## OBIETTIVO:
Secondo l'estratto sulla spesa sanitaria, di quanto si è ridotto dal 2011 al 2015 il fondo nazionale a disposizione delle Regioni per l'assistenza sanitaria?

La spesa sanitaria in picchiata. “Il fondo nazionale a disposizione delle Regioni per l’assistenza sanitaria si è ridotto di oltre 31 miliardi dal 2011 al 2015, fatti salvi eventuali ulteriori tagli. La spesa sanitaria totale (pubblica e privata) nel nostro paese vale il 9.3% del Pil mentre Francia, Olanda e Germania investono nella salute dei propri cittadini più dell’11%. Gli Stati uniti addirittura il 17,7%. La sanità italiana non spende troppo, ma spende male: sono anni che aspettiamo riorganizzazione, revisione di spesa, costi standard, per individuare gli sprechi e reindirizzare le risorse”.
I ticket e la spesa privata crescono. “In soli tre anni (2010-2013), gli italiani hanno speso in ticket il 25% in più. Tra il 2007 e il 2012 la spesa sanitaria privata è cresciuta del 9,2% a causa di liste d’attesa interminabili per prestazioni anche urgenti, oltre che dei costi non più concorrenziali della sanità pubblica. E se questo dato è sceso nel 2013, il motivo lo ha spiegato l’Istat: la crisi economica ha indotto molte persone a rinunciare alle cure, anche se necessarie”.

## VOCI FORNITE:

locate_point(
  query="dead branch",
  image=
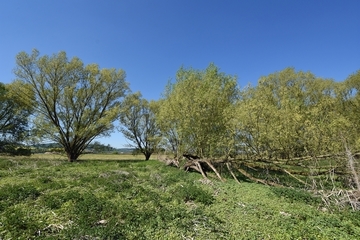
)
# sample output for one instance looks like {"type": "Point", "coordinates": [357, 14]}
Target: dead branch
{"type": "Point", "coordinates": [231, 172]}
{"type": "Point", "coordinates": [213, 168]}
{"type": "Point", "coordinates": [257, 179]}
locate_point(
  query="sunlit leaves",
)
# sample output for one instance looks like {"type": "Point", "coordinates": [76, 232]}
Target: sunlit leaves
{"type": "Point", "coordinates": [74, 103]}
{"type": "Point", "coordinates": [196, 112]}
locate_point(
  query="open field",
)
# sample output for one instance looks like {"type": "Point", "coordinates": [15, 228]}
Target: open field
{"type": "Point", "coordinates": [44, 198]}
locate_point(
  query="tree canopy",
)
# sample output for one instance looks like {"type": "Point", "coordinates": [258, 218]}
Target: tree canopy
{"type": "Point", "coordinates": [74, 103]}
{"type": "Point", "coordinates": [196, 112]}
{"type": "Point", "coordinates": [138, 124]}
{"type": "Point", "coordinates": [14, 115]}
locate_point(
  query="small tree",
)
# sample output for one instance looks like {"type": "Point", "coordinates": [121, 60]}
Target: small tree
{"type": "Point", "coordinates": [138, 124]}
{"type": "Point", "coordinates": [74, 103]}
{"type": "Point", "coordinates": [196, 112]}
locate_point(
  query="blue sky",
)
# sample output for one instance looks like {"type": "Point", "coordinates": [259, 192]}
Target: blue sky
{"type": "Point", "coordinates": [152, 39]}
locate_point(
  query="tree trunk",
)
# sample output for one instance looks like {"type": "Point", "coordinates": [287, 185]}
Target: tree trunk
{"type": "Point", "coordinates": [147, 156]}
{"type": "Point", "coordinates": [72, 155]}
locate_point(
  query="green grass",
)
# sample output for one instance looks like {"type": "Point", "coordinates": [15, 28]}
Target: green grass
{"type": "Point", "coordinates": [135, 199]}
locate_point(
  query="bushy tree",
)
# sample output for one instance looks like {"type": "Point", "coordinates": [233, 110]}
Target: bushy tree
{"type": "Point", "coordinates": [290, 114]}
{"type": "Point", "coordinates": [196, 112]}
{"type": "Point", "coordinates": [74, 103]}
{"type": "Point", "coordinates": [138, 124]}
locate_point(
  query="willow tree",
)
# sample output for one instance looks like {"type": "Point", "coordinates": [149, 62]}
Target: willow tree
{"type": "Point", "coordinates": [196, 112]}
{"type": "Point", "coordinates": [289, 114]}
{"type": "Point", "coordinates": [74, 103]}
{"type": "Point", "coordinates": [13, 118]}
{"type": "Point", "coordinates": [138, 124]}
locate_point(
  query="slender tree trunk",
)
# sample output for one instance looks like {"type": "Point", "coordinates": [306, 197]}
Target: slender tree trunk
{"type": "Point", "coordinates": [147, 156]}
{"type": "Point", "coordinates": [72, 156]}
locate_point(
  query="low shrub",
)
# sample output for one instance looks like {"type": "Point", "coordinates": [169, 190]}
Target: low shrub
{"type": "Point", "coordinates": [191, 192]}
{"type": "Point", "coordinates": [296, 195]}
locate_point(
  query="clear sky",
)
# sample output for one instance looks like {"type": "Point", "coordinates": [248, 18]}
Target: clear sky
{"type": "Point", "coordinates": [152, 39]}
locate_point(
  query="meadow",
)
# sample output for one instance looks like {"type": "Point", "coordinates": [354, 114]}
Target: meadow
{"type": "Point", "coordinates": [125, 197]}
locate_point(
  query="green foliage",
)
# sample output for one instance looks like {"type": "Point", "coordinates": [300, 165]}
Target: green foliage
{"type": "Point", "coordinates": [294, 195]}
{"type": "Point", "coordinates": [196, 112]}
{"type": "Point", "coordinates": [13, 194]}
{"type": "Point", "coordinates": [13, 118]}
{"type": "Point", "coordinates": [148, 200]}
{"type": "Point", "coordinates": [73, 103]}
{"type": "Point", "coordinates": [138, 124]}
{"type": "Point", "coordinates": [191, 192]}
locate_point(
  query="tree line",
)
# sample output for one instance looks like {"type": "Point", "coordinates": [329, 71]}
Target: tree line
{"type": "Point", "coordinates": [203, 114]}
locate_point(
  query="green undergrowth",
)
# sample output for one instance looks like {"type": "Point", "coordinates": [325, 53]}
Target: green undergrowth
{"type": "Point", "coordinates": [54, 199]}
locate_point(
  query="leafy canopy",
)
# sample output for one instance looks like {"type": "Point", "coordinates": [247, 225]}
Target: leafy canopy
{"type": "Point", "coordinates": [74, 103]}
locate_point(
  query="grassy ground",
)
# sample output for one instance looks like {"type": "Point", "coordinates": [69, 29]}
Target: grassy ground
{"type": "Point", "coordinates": [134, 199]}
{"type": "Point", "coordinates": [56, 156]}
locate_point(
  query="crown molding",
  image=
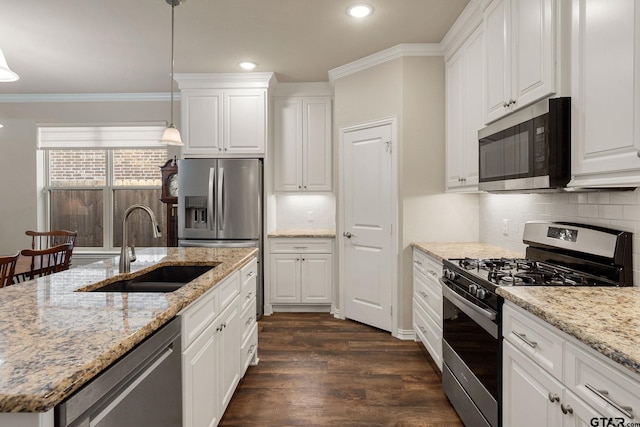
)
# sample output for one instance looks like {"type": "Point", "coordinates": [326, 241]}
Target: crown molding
{"type": "Point", "coordinates": [224, 80]}
{"type": "Point", "coordinates": [399, 51]}
{"type": "Point", "coordinates": [465, 25]}
{"type": "Point", "coordinates": [85, 97]}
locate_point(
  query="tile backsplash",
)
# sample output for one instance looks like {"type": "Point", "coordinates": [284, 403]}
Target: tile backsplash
{"type": "Point", "coordinates": [502, 216]}
{"type": "Point", "coordinates": [305, 211]}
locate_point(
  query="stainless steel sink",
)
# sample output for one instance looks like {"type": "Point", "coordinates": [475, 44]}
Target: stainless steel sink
{"type": "Point", "coordinates": [163, 279]}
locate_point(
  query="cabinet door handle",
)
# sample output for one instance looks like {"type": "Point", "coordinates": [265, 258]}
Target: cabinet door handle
{"type": "Point", "coordinates": [524, 338]}
{"type": "Point", "coordinates": [603, 394]}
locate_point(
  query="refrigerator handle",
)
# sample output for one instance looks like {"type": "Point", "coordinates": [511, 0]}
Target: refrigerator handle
{"type": "Point", "coordinates": [221, 199]}
{"type": "Point", "coordinates": [210, 211]}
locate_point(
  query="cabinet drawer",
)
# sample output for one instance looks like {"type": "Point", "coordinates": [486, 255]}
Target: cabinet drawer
{"type": "Point", "coordinates": [428, 332]}
{"type": "Point", "coordinates": [428, 294]}
{"type": "Point", "coordinates": [533, 337]}
{"type": "Point", "coordinates": [228, 289]}
{"type": "Point", "coordinates": [246, 296]}
{"type": "Point", "coordinates": [249, 274]}
{"type": "Point", "coordinates": [198, 315]}
{"type": "Point", "coordinates": [427, 265]}
{"type": "Point", "coordinates": [300, 246]}
{"type": "Point", "coordinates": [607, 389]}
{"type": "Point", "coordinates": [249, 350]}
{"type": "Point", "coordinates": [248, 318]}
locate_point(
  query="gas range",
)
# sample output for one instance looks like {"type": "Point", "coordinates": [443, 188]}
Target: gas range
{"type": "Point", "coordinates": [558, 254]}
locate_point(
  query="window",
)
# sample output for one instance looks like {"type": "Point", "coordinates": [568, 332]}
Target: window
{"type": "Point", "coordinates": [92, 175]}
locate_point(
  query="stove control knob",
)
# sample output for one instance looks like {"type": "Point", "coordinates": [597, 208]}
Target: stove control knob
{"type": "Point", "coordinates": [450, 274]}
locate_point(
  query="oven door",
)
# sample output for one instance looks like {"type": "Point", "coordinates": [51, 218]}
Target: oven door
{"type": "Point", "coordinates": [471, 357]}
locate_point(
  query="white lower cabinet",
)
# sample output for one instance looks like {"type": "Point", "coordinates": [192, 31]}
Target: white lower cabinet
{"type": "Point", "coordinates": [427, 304]}
{"type": "Point", "coordinates": [212, 358]}
{"type": "Point", "coordinates": [583, 389]}
{"type": "Point", "coordinates": [301, 273]}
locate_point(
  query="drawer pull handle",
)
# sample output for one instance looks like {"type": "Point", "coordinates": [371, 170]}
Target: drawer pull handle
{"type": "Point", "coordinates": [523, 337]}
{"type": "Point", "coordinates": [603, 394]}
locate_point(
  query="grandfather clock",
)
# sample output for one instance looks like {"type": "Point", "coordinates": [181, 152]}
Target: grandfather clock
{"type": "Point", "coordinates": [170, 199]}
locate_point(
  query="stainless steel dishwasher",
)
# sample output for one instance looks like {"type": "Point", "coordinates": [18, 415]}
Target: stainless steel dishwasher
{"type": "Point", "coordinates": [142, 389]}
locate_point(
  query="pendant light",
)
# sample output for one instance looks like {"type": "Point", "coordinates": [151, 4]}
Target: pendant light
{"type": "Point", "coordinates": [171, 135]}
{"type": "Point", "coordinates": [6, 75]}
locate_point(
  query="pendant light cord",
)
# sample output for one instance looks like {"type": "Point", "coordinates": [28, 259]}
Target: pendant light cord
{"type": "Point", "coordinates": [173, 7]}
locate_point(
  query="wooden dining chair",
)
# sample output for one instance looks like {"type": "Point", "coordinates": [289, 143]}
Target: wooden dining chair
{"type": "Point", "coordinates": [48, 239]}
{"type": "Point", "coordinates": [48, 261]}
{"type": "Point", "coordinates": [7, 269]}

## RISPOSTA QUI SOTTO:
Di oltre 31 miliardi.